> [Set of tasks]
1/ From the museum thread below, list every museum whose name is given together with the city it is in, along with that city.
2/ Check each statement against the museum thread below and answer yes or no, quoting the words that decide it: (a) TxllxT says photos were not allowed at the Van Gogh Museum. (b) Chilham names the Mauritshuis as a particular favourite. (c) GraemeG says the Grassi museum has one of the oldest pianos in the world.
3/ Carry on the museum thread below from the point where it stops.

> [Page text]
# Your favourite museum (and your least favourite museum)



## TxllxT (Mar 2, 2011)

Which museum / musea brings to you back nice memories. It doesn't matter at what location, how small or how big, and what kind of collection is being exhibited. Please add a link if possible. Between brackets you may also mention the venues that let you down.

Our favourites:
- The Dutch Open Air Museum in Arnhem https://www.openluchtmuseum.nl/park-en-gebouwen?taal=en

- The Mauritshuis in The Hague https://www.mauritshuis.nl/en/discover/mauritshuis/

- The Hermitage in St Petersburg https://srv1.hermitagemuseum.org/wps/portal/hermitage/?lng=

(Least favourite: The Van Gogh Museum in Amsterdam. Dark exhibition rooms, no photos, unpleasant watchdogs)


----------



## Chilham (Jun 18, 2020)

My particular favourite is the Weald and Downland Living Museum: https://www.wealddown.co.uk


----------



## SixFootScowl (Oct 17, 2011)

*https://creationmuseum.org/*


----------



## Chilham (Jun 18, 2020)

:lol: .......................


----------



## GraemeG (Jun 30, 2009)

On theme - the Grassi musical instrument museum in Leipzig.
One of the oldest pianos in the world.

> [Dataset excerpts]
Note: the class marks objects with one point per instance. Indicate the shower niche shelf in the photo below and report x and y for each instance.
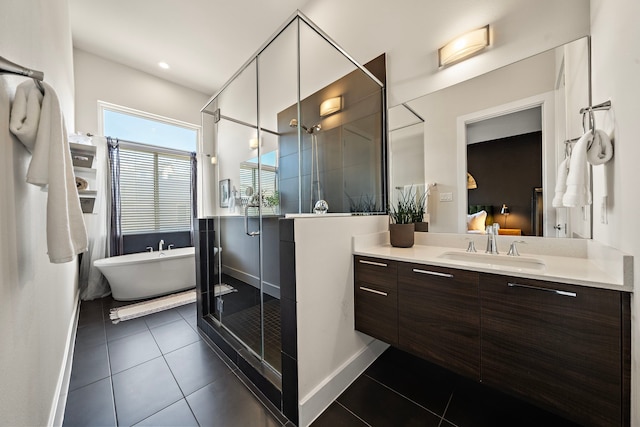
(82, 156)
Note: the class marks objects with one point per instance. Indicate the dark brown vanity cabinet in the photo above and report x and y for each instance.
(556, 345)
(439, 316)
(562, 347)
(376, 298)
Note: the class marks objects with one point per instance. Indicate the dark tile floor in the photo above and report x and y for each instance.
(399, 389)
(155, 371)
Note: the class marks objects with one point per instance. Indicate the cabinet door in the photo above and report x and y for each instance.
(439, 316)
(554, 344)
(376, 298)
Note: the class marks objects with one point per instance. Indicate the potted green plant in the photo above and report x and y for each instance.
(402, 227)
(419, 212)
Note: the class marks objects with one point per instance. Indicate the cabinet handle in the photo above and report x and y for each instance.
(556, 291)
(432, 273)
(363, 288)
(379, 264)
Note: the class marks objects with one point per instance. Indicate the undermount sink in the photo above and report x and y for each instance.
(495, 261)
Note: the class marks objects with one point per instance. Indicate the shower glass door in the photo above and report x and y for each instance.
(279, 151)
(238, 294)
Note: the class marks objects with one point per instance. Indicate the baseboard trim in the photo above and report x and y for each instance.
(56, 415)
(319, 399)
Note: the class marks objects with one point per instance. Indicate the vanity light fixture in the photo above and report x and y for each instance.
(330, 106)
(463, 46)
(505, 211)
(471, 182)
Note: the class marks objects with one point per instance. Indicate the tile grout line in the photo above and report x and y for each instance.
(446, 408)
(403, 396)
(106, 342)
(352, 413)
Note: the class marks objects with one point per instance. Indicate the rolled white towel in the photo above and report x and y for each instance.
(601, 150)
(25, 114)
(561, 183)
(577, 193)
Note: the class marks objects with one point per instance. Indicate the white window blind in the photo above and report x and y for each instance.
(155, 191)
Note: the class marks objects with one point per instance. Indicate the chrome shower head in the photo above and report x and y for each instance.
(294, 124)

...

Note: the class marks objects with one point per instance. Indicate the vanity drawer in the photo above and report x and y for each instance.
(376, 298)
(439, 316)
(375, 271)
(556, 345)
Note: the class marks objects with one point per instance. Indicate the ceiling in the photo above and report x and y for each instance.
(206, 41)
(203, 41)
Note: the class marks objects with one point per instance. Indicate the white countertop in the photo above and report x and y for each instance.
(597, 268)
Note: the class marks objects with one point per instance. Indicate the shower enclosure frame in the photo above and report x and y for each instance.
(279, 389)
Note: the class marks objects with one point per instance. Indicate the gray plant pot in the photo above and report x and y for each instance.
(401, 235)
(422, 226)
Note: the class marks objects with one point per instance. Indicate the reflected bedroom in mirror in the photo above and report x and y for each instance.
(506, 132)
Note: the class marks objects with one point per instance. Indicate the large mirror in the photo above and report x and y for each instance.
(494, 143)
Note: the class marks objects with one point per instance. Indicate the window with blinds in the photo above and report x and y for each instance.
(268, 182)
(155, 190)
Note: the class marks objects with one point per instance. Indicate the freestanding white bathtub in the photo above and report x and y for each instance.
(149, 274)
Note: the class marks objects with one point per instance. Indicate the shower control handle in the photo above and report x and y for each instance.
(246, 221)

> [Results by task]
1/
- Dutch Open Air Museum, Arnhem
- Mauritshuis, The Hague
- Hermitage, St Petersburg
- Van Gogh Museum, Amsterdam
- Grassi musical instrument museum, Leipzig

2/
(a) Yes: "Dark exhibition rooms, no photos, unpleasant watchdogs"
(b) No: "My particular favourite is the Weald and Downland Living Museum"
(c) Yes: "One of the oldest pianos in the world."

3/
A travelling piano that folds up into a suitcase.
A saxophone taller than a man.
The weirdest collection of bassoons you've ever seen.
And, in fact, just downright oddest musical instruments ever made.
An unmissable collection.


----------



## Art Rock (Nov 28, 2009)

Favourite art museum: Lenbachhaus Munich
Favourite non-art museum: already mentioned Dutch Open Air Museum in Arnhem


----------



## jegreenwood (Dec 25, 2015)

There are a number of great art museums that I've only visited once, e.g. Prado, Rijksmuseum, Hermitage, Uffizi, so I don't feel confident about ranking them. Favorites I've been to multiple times include National Gallery London, Frick (in NYC), Musee D'Orsay, Mass. MOCA.

Most overrated - Louvre.


----------



## senza sordino (Oct 20, 2013)

I have visited many museums over the years. Here are six that I thought were really special. In no particular order:

The Getty Villa between Malibu and Santa Monica. Ancient Greek and Etruscan artifacts in an incredible setting. 

The National Railway Museum in York, England. I visited this place over thirty years ago, and I loved it. I must return.

The Borghese Museum in Rome. The incredible Bernini statues. 

The Hermitage in St Petersburg. Fabulous treasures in a fabulous building.

Royal Tyrell Museum of Paleontology in Drumheller, Alberta. Dinosaurs. Not too far from Calgary. You can tour the fossil sites (late Cretaceous, about 74 to 65 million years ago) outside and see the fossils in the building. And some fantastic dioramas. 

The Orsay Museum in Paris (Musee D'Orsay). I love impressionist art. Manet, Monet, Renoir, Cezanne. Ooh la la.


----------



## TxllxT (Mar 2, 2011)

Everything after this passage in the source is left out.